**KUTIPAN TEKS**
Kebijakan bebas visa ini dikritik sejumlah Fraksi di DPR. Kebijakan ini dianggap rentan penyalahgunaan kunjungan yang awalnya sebagai turis, berubah menjadi bekerja di Indonesia. Kebijakan ini juga dikritik karena dianggap membahayakan dari segi keamanan nasional, seperti mempermudah penyelundupan narkoba, dll. Bahkan ormas seperti PBNU telah meminta pemerintah mengevaluasi kebijakan bebas visa.
Tak cuma kebijakan bebas visa, meningkatnya jumlah TKA yang masuk ke Indonesia, termasuk dari Cina, dianggap tak lepas dari dari kebijakan pemerintah yang lebih terbuka terhadap pekerja asing. Peraturan Menteri Tenaga Kerja (Permenaker) Nomor 1 Tahun 2015 terhadap revisi Permenaker Nomor 12 Tahun 2013 tentang tata cara penggunaan tenaga kerja asing jadi contohnya. Aturan ini sempat menuai kontroversi karena ketentuan pekerja asing tidak wajib berbahasa Indonesia bila mencari nafkah di Indonesia.
Baca Juga: Kaleidoskop 2016: Dibayangi Lambannya Pertumbuhan Ekonomi
Namun menjelang akhir tahun 2016, pemerintah akhirnya bereaksi keras atas gencarnya pemberitaan serbuan jutaan pekerja Cina. Tak tanggung-tanggung, Presiden Joko Widodo turun tangan langsung menanggapi kabar serbuan 10 juta pekerja Cina. Jokowi menepis desas-desus mengenai sepuluh atau bahkan dua puluh juta pekerja Cina yang masuk menyerbu Indonesia. Sebab, angka sepuluh juta tersebut bukanlah jumlah pekerja Cina yang masuk ke Indonesia, melainkan jumlah wisatawan dari Cina yang diharapkan akan datang berkunjung ke Indonesia.
Hal itu disampaikan Jokowi untuk meluruskan isu tersebut dalam acara Deklarasi Pemagangan Nasional di kawasan Karawang International Industrial City (KIIC), Jawa Barat, Jumat (23/12/2016). "Sepuluh juta itu adalah turis yang kita harapkan dari Tiongkok untuk bisa masuk ke Indonesia," kata Jokowi.
Direktur Jenderal Imigrasi Kementerian Hukum dan Hak Asasi Manusia, Ronny F Sompie juga turut membantah isu Indonesia dimasuki 10 juta pekerja Cina. Ia menjelaskan bahwa hanya ada 27 ribu WNA yang bekerja di Indonesia. Jumlah tersebut merupakan jumlah WNA yang memiliki izin terbatas di Indonesia. "Jumlah izin tinggal terbatas, sebagai dasar bisa bekerja ada 31.030 orang, yang bisa bekerja 27.254 orang," kata Sompie di Warung Daun Cikini, Jakarta Pusat, Sabtu (25/12/2016).

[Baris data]
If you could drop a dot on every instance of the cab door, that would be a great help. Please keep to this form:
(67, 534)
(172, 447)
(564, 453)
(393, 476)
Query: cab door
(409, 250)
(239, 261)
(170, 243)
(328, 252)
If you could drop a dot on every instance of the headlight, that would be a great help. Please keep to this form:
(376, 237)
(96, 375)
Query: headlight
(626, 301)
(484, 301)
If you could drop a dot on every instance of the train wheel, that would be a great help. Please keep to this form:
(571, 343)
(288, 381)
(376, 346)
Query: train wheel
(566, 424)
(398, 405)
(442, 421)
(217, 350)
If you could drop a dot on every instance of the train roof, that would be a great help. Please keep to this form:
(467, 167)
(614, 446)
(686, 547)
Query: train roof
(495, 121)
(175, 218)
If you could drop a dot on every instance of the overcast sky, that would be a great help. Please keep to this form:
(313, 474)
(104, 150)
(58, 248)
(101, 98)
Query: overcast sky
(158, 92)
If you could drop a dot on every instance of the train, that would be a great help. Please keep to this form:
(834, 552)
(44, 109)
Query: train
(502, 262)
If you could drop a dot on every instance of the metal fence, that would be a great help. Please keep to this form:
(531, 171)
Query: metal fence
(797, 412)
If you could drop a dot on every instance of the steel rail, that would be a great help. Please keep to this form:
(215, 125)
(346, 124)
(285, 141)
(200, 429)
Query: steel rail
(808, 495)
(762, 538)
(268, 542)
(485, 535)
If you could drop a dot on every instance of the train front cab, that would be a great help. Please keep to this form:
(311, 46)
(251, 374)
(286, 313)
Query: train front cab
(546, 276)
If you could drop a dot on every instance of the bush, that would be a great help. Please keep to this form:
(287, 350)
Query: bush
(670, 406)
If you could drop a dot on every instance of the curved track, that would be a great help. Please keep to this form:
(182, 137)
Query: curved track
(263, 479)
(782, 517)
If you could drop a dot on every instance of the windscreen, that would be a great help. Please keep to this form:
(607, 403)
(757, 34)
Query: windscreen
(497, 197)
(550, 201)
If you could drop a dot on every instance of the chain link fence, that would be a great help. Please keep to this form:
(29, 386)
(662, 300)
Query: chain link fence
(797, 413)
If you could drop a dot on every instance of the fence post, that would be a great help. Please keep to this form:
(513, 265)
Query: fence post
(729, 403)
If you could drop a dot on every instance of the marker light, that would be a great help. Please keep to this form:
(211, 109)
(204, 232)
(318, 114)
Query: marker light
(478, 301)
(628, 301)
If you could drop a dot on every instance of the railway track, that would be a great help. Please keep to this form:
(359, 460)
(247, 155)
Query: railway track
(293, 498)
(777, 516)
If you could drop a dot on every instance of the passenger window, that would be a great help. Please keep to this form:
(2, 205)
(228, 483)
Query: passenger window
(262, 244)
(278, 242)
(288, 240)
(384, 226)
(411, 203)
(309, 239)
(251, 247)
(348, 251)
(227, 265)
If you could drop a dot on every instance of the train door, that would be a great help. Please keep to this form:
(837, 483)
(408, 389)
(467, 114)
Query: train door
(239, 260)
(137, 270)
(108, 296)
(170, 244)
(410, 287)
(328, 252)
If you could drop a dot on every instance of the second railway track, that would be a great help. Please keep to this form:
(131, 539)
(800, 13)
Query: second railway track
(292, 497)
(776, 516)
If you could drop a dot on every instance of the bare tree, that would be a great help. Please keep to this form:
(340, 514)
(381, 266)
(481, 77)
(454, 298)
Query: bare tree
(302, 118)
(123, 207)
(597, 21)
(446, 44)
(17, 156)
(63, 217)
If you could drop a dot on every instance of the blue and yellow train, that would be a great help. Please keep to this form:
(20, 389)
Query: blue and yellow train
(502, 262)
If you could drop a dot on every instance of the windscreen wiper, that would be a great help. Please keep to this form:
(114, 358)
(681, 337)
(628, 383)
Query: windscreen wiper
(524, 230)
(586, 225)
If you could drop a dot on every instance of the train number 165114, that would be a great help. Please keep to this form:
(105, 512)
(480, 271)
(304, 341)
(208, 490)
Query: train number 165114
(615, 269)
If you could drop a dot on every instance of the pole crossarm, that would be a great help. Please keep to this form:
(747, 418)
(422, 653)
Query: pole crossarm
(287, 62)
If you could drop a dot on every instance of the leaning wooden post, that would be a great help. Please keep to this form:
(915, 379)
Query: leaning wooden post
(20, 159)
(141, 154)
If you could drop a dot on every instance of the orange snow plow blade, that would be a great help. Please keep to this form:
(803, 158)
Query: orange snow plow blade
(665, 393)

**TUGAS ANDA**
Kutiplah secara persis bagian dari teks tentang tenaga kerja asing di Indonesia, dimulai dari kata-kata yang memuat "Tak cuma kebijakan" dan berhenti setelah "nafkah di Indonesia.". Baris-baris data ini berasal dari sumber lain.

**HASIL LATIHAN**
Tak cuma kebijakan bebas visa, meningkatnya jumlah TKA yang masuk ke Indonesia, termasuk dari Cina, dianggap tak lepas dari dari kebijakan pemerintah yang lebih terbuka terhadap pekerja asing. Peraturan Menteri Tenaga Kerja (Permenaker) Nomor 1 Tahun 2015 terhadap revisi Permenaker Nomor 12 Tahun 2013 tentang tata cara penggunaan tenaga kerja asing jadi contohnya. Aturan ini sempat menuai kontroversi karena ketentuan pekerja asing tidak wajib berbahasa Indonesia bila mencari nafkah di Indonesia.